Written problem: Extract every line starting at the line that contains "Practice: put a marker on each instance of the sunlit" and ending with the final line of the data, inclusive; give only those lines, word for word.

* begin Dataset entries *

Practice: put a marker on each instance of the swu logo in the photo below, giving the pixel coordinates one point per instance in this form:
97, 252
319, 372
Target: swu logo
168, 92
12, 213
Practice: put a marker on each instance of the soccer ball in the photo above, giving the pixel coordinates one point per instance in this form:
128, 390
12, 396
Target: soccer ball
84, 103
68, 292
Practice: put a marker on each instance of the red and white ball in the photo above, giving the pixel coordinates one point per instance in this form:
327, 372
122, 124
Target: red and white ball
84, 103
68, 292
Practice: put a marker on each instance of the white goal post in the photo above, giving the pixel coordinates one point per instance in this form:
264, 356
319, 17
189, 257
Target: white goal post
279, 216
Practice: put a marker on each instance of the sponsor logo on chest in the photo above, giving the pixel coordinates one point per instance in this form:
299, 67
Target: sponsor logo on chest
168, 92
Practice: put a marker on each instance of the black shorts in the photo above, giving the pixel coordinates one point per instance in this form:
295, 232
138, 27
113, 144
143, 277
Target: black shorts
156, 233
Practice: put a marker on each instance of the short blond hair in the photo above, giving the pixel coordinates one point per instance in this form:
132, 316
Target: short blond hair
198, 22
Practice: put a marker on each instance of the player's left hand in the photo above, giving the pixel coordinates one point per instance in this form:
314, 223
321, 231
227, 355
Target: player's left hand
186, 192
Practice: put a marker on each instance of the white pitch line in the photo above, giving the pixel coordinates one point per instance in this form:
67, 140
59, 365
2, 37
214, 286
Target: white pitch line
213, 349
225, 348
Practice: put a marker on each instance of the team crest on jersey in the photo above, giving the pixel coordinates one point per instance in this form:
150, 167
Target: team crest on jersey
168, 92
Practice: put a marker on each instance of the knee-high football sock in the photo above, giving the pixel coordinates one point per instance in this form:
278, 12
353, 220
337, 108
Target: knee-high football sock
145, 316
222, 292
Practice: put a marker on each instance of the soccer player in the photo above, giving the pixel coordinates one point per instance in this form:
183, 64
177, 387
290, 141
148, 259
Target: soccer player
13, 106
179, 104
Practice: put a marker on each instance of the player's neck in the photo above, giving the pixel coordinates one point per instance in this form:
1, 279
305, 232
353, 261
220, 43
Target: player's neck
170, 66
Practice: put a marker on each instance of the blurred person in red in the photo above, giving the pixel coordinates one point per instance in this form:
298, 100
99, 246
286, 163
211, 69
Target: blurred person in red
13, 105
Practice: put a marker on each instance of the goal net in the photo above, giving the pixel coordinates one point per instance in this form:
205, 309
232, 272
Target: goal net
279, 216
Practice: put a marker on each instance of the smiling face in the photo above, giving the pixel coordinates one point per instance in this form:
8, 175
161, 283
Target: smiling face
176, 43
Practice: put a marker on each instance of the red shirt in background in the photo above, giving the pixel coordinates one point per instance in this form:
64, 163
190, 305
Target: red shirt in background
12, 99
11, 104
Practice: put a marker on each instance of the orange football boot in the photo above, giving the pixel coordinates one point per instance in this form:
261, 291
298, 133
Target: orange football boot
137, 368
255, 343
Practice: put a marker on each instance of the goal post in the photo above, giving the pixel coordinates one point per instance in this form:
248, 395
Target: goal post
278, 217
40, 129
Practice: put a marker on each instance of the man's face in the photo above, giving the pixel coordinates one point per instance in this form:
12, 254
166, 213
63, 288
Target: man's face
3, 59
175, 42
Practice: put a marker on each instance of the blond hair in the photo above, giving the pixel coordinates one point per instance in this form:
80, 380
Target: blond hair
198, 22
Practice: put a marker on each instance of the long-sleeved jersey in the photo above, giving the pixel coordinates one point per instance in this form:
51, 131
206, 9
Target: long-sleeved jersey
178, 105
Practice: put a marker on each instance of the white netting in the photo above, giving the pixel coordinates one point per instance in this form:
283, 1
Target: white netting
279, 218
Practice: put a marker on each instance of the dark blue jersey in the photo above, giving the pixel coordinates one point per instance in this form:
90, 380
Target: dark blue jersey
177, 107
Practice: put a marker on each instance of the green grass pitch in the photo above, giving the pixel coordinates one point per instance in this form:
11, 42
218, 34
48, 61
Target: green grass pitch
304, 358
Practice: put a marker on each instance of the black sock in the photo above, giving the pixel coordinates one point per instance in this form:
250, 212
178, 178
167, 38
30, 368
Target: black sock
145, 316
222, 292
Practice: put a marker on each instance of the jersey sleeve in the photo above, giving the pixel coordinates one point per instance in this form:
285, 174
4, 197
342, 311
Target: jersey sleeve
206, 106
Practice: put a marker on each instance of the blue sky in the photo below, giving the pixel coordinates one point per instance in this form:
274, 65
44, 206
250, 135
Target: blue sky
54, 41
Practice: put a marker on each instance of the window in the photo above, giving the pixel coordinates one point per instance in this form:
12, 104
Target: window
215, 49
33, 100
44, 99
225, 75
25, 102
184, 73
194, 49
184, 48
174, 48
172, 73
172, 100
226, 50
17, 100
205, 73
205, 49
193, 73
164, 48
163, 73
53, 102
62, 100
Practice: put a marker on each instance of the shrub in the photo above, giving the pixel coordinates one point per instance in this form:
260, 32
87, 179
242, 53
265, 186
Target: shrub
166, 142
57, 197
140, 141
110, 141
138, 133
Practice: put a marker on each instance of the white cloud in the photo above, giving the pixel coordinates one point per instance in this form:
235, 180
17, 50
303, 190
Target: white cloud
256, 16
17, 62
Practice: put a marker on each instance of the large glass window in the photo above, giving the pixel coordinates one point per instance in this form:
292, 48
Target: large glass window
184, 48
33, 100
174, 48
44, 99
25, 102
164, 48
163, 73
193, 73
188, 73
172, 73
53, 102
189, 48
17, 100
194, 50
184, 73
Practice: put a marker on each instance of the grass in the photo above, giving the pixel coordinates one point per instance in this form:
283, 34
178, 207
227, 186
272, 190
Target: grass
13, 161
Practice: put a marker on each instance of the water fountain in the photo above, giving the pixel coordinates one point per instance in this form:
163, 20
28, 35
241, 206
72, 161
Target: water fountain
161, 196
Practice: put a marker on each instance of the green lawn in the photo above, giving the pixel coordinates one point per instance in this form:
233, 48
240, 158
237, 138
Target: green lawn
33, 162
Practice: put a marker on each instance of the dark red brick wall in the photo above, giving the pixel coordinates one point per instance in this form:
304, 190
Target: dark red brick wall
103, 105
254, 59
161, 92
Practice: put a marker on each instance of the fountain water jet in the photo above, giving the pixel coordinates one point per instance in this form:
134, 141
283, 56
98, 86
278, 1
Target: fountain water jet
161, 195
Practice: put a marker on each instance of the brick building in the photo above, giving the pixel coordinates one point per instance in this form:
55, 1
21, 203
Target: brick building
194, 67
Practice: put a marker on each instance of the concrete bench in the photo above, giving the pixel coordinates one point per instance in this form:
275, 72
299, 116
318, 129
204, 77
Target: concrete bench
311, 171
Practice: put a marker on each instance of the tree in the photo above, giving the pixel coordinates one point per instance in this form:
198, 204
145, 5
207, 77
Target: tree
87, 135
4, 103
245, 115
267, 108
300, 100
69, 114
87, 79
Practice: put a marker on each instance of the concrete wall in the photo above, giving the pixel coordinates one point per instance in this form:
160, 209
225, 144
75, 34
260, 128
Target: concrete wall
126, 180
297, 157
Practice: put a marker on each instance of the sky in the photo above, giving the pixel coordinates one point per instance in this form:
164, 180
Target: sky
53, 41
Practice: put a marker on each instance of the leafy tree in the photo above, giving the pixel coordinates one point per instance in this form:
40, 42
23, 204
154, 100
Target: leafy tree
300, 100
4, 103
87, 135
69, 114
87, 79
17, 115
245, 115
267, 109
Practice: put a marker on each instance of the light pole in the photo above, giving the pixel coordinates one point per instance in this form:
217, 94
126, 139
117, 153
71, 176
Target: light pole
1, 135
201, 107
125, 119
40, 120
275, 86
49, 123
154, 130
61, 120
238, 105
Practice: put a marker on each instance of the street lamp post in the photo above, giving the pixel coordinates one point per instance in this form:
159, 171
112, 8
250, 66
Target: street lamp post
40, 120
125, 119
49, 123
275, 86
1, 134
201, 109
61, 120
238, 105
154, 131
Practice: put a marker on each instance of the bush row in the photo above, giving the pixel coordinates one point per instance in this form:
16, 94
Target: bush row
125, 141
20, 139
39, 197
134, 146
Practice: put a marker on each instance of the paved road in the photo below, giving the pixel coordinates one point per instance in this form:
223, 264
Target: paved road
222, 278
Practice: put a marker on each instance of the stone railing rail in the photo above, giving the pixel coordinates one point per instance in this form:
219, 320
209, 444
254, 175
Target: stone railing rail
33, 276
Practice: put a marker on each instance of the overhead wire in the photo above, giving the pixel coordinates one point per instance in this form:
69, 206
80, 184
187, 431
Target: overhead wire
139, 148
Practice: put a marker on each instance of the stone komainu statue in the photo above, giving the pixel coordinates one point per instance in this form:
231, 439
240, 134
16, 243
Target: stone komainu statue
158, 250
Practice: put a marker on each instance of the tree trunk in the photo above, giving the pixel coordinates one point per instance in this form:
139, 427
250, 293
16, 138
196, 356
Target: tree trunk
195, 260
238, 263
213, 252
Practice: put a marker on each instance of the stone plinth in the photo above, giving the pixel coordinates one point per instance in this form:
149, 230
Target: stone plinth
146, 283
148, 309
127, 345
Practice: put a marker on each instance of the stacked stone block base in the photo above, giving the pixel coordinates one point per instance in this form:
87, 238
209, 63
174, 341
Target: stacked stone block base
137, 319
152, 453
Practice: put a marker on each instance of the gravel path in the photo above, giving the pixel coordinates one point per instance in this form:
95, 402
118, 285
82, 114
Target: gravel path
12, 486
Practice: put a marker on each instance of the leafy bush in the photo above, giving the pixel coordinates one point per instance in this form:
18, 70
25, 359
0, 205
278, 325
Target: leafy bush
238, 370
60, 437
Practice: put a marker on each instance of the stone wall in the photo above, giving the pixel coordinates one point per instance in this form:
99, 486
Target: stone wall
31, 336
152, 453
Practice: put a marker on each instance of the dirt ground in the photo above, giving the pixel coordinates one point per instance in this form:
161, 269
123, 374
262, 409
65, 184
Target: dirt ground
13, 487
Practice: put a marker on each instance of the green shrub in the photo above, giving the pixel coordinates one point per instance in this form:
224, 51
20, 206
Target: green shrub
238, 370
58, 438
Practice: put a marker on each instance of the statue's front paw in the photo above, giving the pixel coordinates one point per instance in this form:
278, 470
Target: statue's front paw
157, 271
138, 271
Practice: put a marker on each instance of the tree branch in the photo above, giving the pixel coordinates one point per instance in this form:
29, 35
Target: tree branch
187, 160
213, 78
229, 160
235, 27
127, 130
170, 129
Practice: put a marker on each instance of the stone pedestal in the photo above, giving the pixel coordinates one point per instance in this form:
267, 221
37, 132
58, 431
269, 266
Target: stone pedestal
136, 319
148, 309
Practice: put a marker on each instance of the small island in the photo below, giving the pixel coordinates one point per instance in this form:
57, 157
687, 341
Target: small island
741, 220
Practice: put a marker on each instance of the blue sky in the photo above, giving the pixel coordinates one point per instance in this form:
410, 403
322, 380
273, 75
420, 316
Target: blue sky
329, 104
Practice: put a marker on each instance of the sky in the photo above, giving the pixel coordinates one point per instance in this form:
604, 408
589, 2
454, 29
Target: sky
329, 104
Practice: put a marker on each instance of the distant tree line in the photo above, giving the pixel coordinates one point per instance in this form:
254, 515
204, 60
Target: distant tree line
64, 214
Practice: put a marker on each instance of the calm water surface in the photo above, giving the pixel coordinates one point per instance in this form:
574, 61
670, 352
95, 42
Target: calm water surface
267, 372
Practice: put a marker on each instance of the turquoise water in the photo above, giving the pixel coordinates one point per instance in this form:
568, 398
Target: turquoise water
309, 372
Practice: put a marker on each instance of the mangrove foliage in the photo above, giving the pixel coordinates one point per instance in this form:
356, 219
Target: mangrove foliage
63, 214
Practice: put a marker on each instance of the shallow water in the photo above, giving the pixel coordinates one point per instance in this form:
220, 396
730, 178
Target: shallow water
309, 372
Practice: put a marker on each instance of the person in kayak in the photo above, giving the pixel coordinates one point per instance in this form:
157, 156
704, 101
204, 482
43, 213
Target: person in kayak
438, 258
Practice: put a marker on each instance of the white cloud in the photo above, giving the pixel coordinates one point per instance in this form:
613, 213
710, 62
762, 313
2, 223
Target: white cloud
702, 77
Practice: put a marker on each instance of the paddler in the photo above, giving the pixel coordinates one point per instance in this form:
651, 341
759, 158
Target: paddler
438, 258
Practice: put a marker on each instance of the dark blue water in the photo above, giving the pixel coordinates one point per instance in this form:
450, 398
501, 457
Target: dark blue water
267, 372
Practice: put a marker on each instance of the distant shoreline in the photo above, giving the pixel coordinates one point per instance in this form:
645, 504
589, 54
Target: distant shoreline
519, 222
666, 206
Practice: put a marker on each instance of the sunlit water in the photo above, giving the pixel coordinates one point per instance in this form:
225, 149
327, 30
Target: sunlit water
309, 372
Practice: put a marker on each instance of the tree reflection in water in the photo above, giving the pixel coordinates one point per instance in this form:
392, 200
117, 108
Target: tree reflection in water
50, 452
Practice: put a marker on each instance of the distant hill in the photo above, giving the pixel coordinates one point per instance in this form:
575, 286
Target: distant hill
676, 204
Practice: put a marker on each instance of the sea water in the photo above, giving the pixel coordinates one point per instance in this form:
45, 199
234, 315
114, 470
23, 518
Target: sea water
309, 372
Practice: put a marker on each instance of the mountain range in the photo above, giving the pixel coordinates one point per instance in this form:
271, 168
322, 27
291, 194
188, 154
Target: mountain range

* end Dataset entries *

Completed task:
Practice: put a marker on each instance of the sunlit water in the photo above, giving the pixel coordinates one point per instance in this form:
225, 149
327, 30
Target: sunlit water
309, 372
Practice: put a marker on each instance of the tree reflection in water in the photo above, giving the pixel coordinates one point per instance in this form:
392, 200
117, 108
Target: tree reflection in water
50, 452
Practice: put a marker on each instance of the distant hill in the photo above, giving the pixel coordinates one point per instance in this form:
575, 286
Target: distant hill
676, 204
Practice: put a marker on each instance of the sea water in the photo above, giving the pixel coordinates one point per instance in this form:
45, 199
234, 315
114, 470
23, 518
Target: sea water
309, 372
Practice: put a marker on each instance of the mountain range in the photo above, giving the pixel coordinates one point per instance in this form:
271, 168
322, 27
291, 194
188, 154
Target: mountain range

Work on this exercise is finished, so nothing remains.